▶ [Source]:
Highly unlikely given how many tvs are now running Android TV including all Sony smart tvs.


----------



## NashGuy (May 2, 2015)

rainwater said:


> Highly unlikely given how many tvs are now running Android TV including all Sony smart tvs.


Yep. The CEO of Roku recently said in an interview that he thinks smart TVs will pretty much all eventually be running either Roku or Android TV. And given that Android TV is nothing more than Android (the world's most popular mobile OS by far) with a leanback UI, it would seem to be a far better bet for staying power than Google TV was.


----------



## astrohip (Jan 7, 2003)

tMcDiddy said:


> It's just that Tivo has set the bar to high for any/all other DVRs out there. We have all been spoiled over the years with Tivo.


So true. I have TiVos, and a DirecTV Genie. The Genie is actually a very good DVR, but when I use the TiVo I realize how much better it is. The trickplay features are in a different league.


----------



## ncted (May 13, 2007)

After reading the Google Fiber TV support forums, I do not believe their DVR is a suitable replacement for a Roamio or a Bolt. It still sounds very much like a work in progress. Maybe they will get there eventually, but it sounds like there are still a lot of bugs, and it is missing a lot of features I rely on.

I'd be more inclined to try something like PS Vue.


----------



## tenthplanet (Mar 5, 2004)

NashGuy said:


> Yep. The CEO of Roku recently said in an interview that he thinks smart TVs will pretty much all eventually be running either Roku or Android TV. And given that Android TV is nothing more than Android (the world's most popular mobile OS by far) with a leanback UI, it would seem to be a far better bet for staying power than Google TV was.


 What happens when they don't update the software, like on the phones. I will not root a TV. Roku will outlive Android TV, software in a TV is dead-end.


----------



## atmuscarella (Oct 11, 2005)

tenthplanet said:


> What happens when they don't update the software, like on the phones. I will not root a TV. Roku will outlive Android TV, software in a TV is dead-end.


I agree. I expect my TVs to last 10+ years, I am glad my current TV is a dumb - less to go wrong. Streaming devices are the best way to go as they can cheaply be replaced ever few years.

▶ [Tasks and exercises]:
1 - Quote the thread from "## ncted (May" to "features I rely on.".
2 - In the thread, which two platforms did the CEO of Roku say nearly all smart TVs will eventually run?
3 - According to the thread, why does NashGuy consider Android TV a far better bet for staying power than Google TV was?

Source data
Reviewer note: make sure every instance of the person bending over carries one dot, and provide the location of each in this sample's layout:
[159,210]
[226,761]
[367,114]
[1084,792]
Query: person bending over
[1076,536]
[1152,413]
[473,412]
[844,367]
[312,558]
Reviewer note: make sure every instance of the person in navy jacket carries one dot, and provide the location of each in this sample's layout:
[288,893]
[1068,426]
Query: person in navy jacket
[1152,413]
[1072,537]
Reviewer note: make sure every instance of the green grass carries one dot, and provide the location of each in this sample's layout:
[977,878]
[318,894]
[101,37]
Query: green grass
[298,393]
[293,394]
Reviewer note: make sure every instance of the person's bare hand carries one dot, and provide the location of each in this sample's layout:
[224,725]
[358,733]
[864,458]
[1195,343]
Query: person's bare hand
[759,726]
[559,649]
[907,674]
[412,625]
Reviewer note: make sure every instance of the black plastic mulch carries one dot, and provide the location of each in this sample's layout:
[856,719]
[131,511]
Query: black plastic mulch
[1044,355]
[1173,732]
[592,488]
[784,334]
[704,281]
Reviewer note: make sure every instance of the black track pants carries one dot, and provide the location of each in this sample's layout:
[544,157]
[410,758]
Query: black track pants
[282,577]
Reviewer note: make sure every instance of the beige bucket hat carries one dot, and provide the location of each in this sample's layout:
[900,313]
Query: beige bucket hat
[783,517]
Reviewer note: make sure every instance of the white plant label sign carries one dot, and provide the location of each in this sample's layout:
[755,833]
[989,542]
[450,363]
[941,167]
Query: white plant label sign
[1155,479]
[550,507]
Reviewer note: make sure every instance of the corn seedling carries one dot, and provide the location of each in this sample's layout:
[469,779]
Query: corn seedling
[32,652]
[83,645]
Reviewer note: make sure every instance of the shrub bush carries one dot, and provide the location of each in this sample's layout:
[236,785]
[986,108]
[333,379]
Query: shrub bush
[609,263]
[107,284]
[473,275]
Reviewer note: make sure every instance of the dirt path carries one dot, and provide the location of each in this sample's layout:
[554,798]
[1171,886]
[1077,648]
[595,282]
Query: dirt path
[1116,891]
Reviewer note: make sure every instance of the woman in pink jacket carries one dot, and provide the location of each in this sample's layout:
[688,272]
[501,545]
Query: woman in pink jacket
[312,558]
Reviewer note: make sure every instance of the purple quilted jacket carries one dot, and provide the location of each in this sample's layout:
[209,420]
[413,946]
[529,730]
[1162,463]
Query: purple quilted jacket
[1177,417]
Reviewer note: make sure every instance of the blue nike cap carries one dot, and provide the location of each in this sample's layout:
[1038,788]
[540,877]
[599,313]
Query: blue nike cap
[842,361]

▶ [Answers for the exercise]:
1 -
## ncted (May 13, 2007)

After reading the Google Fiber TV support forums, I do not believe their DVR is a suitable replacement for a Roamio or a Bolt. It still sounds very much like a work in progress. Maybe they will get there eventually, but it sounds like there are still a lot of bugs, and it is missing a lot of features I rely on.

2 - Roku or Android TV.

3 - NashGuy says Android TV is nothing more than Android with a leanback UI. Android is by far the world's most popular mobile OS.